Work item
From the entries below, reproduce exactly the line containing "Target: nose", the line containing "Target: shoulder", and every line in between, with nothing added.

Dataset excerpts
◆ ◆ ◆
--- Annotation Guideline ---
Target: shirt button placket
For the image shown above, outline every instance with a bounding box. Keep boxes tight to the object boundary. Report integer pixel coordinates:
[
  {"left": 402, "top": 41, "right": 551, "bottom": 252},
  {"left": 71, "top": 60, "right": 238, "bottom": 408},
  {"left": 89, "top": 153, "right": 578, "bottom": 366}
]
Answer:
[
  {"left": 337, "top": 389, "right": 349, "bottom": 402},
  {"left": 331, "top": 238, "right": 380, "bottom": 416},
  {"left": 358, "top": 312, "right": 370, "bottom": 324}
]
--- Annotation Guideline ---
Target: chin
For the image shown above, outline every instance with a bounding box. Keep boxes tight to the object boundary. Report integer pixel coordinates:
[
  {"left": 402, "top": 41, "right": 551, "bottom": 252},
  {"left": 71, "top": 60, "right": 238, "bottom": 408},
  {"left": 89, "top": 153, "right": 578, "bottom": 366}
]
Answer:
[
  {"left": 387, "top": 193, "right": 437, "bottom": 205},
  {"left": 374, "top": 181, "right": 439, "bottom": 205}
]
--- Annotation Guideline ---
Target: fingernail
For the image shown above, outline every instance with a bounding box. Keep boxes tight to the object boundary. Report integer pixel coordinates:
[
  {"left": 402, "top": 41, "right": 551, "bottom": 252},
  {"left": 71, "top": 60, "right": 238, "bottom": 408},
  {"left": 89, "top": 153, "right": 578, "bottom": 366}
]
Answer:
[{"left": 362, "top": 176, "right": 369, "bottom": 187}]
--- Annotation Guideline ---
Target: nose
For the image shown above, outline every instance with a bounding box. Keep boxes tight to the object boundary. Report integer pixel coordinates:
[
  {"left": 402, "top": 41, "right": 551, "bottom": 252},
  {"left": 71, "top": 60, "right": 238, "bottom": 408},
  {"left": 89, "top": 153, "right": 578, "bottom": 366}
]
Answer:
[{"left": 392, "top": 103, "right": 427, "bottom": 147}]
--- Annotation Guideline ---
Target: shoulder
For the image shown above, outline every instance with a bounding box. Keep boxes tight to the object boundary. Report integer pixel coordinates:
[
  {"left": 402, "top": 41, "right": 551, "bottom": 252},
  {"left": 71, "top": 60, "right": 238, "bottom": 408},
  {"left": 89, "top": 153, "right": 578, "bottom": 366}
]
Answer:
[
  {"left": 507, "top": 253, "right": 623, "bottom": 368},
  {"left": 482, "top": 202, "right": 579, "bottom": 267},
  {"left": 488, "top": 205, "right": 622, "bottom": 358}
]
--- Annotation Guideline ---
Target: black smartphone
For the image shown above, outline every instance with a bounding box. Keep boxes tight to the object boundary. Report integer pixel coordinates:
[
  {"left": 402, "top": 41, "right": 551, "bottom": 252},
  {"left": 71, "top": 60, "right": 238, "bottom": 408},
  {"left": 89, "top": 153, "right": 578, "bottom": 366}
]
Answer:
◆ ◆ ◆
Exercise solution
Target: nose
For the image shown above, outline every instance with a bounding box. Keep boxes tight to the object boundary. Report integer pixel coordinates:
[
  {"left": 402, "top": 41, "right": 551, "bottom": 252},
  {"left": 71, "top": 60, "right": 238, "bottom": 408},
  {"left": 89, "top": 153, "right": 578, "bottom": 366}
]
Answer:
[{"left": 392, "top": 103, "right": 427, "bottom": 147}]
--- Annotation Guideline ---
Target: shoulder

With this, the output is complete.